• Exercise:
Beginning at the line that contains "Where can you see the city", return every remaining line of the data below exactly; return nothing before it.
*** Data for this exercise Section Begins ***
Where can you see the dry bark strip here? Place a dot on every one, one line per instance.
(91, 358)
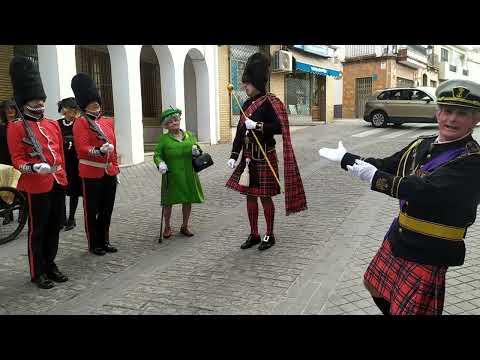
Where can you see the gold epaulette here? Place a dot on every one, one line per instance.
(427, 136)
(472, 147)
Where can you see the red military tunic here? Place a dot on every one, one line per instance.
(93, 164)
(49, 136)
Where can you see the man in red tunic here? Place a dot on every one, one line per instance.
(43, 178)
(95, 142)
(266, 117)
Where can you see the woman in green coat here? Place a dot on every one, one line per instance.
(173, 157)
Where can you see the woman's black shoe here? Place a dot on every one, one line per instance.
(109, 248)
(57, 276)
(267, 242)
(98, 251)
(251, 241)
(43, 282)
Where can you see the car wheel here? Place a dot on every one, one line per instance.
(379, 119)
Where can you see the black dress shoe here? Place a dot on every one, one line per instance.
(109, 248)
(251, 241)
(43, 282)
(98, 251)
(267, 242)
(57, 276)
(69, 225)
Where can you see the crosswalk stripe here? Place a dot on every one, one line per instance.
(422, 133)
(396, 134)
(368, 133)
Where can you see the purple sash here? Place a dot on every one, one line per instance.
(438, 161)
(433, 164)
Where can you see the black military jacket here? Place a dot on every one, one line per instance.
(446, 196)
(264, 115)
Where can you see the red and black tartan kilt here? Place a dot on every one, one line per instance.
(262, 181)
(411, 288)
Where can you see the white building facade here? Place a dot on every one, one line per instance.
(187, 78)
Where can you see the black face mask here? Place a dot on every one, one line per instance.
(93, 114)
(35, 112)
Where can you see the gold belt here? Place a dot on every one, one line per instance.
(255, 151)
(431, 229)
(95, 164)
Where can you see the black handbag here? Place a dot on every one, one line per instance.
(202, 161)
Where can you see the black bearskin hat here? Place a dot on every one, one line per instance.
(257, 71)
(67, 103)
(26, 81)
(85, 90)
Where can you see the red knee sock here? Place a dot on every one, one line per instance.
(269, 212)
(252, 210)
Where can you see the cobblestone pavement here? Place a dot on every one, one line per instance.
(316, 266)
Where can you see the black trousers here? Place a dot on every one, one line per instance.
(45, 213)
(98, 201)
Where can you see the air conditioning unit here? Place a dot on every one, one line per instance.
(282, 61)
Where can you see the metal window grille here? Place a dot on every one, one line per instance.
(299, 93)
(401, 82)
(444, 55)
(239, 55)
(96, 63)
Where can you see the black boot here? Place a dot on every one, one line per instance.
(251, 241)
(382, 304)
(56, 275)
(43, 282)
(267, 242)
(70, 224)
(109, 248)
(98, 251)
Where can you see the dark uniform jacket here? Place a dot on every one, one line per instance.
(266, 117)
(436, 202)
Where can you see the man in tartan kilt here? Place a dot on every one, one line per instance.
(436, 179)
(266, 117)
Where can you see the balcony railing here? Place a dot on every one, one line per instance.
(433, 60)
(419, 49)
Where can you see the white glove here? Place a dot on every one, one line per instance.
(106, 148)
(231, 163)
(162, 167)
(362, 170)
(333, 154)
(42, 168)
(195, 150)
(250, 124)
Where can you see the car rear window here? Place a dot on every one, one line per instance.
(384, 95)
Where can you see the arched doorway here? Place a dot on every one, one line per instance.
(197, 109)
(95, 61)
(7, 52)
(151, 96)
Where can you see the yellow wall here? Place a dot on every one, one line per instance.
(224, 99)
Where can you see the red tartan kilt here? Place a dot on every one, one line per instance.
(262, 181)
(411, 288)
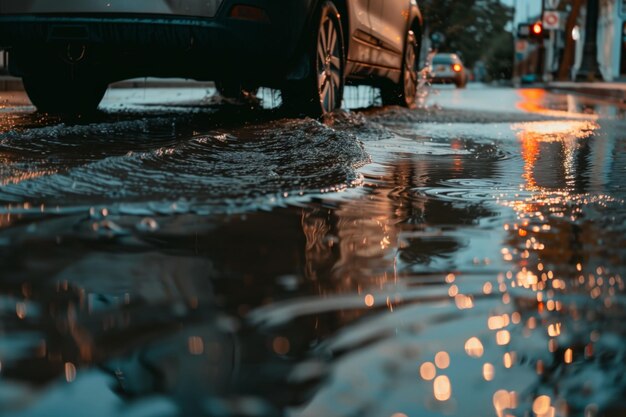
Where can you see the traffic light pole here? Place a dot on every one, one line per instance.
(589, 68)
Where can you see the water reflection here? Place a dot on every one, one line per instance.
(467, 277)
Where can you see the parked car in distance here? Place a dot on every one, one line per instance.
(68, 51)
(448, 69)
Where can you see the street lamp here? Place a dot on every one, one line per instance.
(589, 68)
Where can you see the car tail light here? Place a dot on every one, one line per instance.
(243, 12)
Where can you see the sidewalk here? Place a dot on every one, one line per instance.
(614, 91)
(8, 83)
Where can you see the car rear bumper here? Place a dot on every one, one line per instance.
(166, 45)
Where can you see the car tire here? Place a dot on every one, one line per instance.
(64, 96)
(404, 93)
(321, 92)
(237, 90)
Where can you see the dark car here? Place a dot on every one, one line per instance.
(68, 51)
(448, 69)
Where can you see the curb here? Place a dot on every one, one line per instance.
(599, 92)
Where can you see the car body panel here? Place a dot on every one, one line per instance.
(389, 22)
(199, 39)
(198, 8)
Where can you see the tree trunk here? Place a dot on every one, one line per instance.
(565, 68)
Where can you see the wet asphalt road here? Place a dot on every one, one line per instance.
(178, 255)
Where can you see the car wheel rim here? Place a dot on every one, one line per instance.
(328, 64)
(410, 72)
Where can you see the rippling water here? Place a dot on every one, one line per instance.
(384, 263)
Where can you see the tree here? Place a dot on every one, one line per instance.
(473, 28)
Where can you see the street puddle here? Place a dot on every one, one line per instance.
(426, 269)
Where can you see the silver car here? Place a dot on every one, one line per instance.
(68, 51)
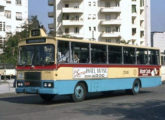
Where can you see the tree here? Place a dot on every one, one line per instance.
(11, 45)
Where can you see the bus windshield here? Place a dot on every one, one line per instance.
(36, 55)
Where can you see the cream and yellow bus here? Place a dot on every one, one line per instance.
(60, 66)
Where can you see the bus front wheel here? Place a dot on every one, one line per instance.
(47, 97)
(79, 93)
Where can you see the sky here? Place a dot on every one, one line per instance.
(41, 9)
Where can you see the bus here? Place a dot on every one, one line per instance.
(163, 66)
(50, 66)
(7, 71)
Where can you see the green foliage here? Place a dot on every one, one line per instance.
(10, 47)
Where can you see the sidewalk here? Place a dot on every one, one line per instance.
(6, 86)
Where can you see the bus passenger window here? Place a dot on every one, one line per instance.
(115, 54)
(142, 56)
(63, 52)
(129, 55)
(153, 57)
(80, 52)
(98, 54)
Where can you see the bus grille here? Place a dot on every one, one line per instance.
(33, 79)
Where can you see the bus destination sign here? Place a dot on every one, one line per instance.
(90, 73)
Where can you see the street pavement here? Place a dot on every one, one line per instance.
(6, 86)
(149, 104)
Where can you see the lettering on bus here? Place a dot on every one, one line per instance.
(82, 73)
(148, 72)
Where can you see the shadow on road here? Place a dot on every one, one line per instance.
(149, 110)
(35, 99)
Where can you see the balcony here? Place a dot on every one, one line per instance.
(110, 10)
(72, 10)
(72, 23)
(111, 22)
(51, 26)
(51, 2)
(110, 35)
(51, 14)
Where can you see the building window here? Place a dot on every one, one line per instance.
(133, 31)
(8, 14)
(8, 28)
(18, 16)
(141, 3)
(8, 1)
(76, 30)
(89, 28)
(2, 26)
(141, 34)
(18, 2)
(107, 4)
(94, 28)
(66, 30)
(66, 5)
(133, 8)
(89, 3)
(94, 3)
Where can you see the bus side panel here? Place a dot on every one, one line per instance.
(150, 81)
(67, 86)
(109, 84)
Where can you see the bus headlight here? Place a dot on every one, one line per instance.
(48, 84)
(20, 84)
(20, 76)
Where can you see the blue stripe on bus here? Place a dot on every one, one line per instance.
(62, 87)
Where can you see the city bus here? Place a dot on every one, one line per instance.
(50, 66)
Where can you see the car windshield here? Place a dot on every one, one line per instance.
(36, 55)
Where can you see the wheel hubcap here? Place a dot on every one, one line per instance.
(79, 92)
(136, 87)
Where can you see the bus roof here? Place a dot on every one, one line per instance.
(40, 34)
(103, 43)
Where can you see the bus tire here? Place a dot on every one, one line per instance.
(47, 97)
(79, 93)
(136, 87)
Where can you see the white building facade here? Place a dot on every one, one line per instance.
(13, 15)
(102, 20)
(158, 40)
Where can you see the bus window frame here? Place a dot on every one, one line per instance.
(107, 52)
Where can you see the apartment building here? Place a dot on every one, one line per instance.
(113, 21)
(13, 14)
(158, 40)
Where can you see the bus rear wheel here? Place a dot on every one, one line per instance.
(47, 97)
(136, 87)
(79, 93)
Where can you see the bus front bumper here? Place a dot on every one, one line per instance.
(35, 90)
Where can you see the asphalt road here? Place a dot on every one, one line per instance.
(148, 105)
*** Data for this exercise Section Ends ***
• Exercise response:
Where can you see the city bus here? Place a dot on every one, one line per instance.
(50, 66)
Where can you see the car windshield here? Place a dot on every one, one line per instance.
(36, 55)
Where can you see the wheel hubcap here? Place a dot on every one, one line per instance.
(79, 92)
(136, 87)
Where can you see the bus roof here? Place a dot on every one, one line per instance.
(40, 34)
(103, 43)
Where can you see the bus tire here? Place a dot on every one, one line per instance.
(47, 97)
(79, 93)
(136, 87)
Where can you see the white building facade here? Place a dot on every one, one line per instance.
(13, 15)
(102, 20)
(158, 40)
Where can you see the bus window frame here? Place a dot on every one, one line per instance.
(107, 52)
Where can you see the apartment building here? Place a dot on every one, one line per instance.
(113, 21)
(13, 14)
(158, 40)
Where can you see the bus rear wheel here? Place a dot on every one, one line per instance.
(47, 97)
(136, 87)
(79, 93)
Where can you see the bus front bumper here? Place a dot on every one, one line per instance.
(35, 90)
Where can you see the asphalt road here? Place a dot on every one, one line per instance.
(148, 105)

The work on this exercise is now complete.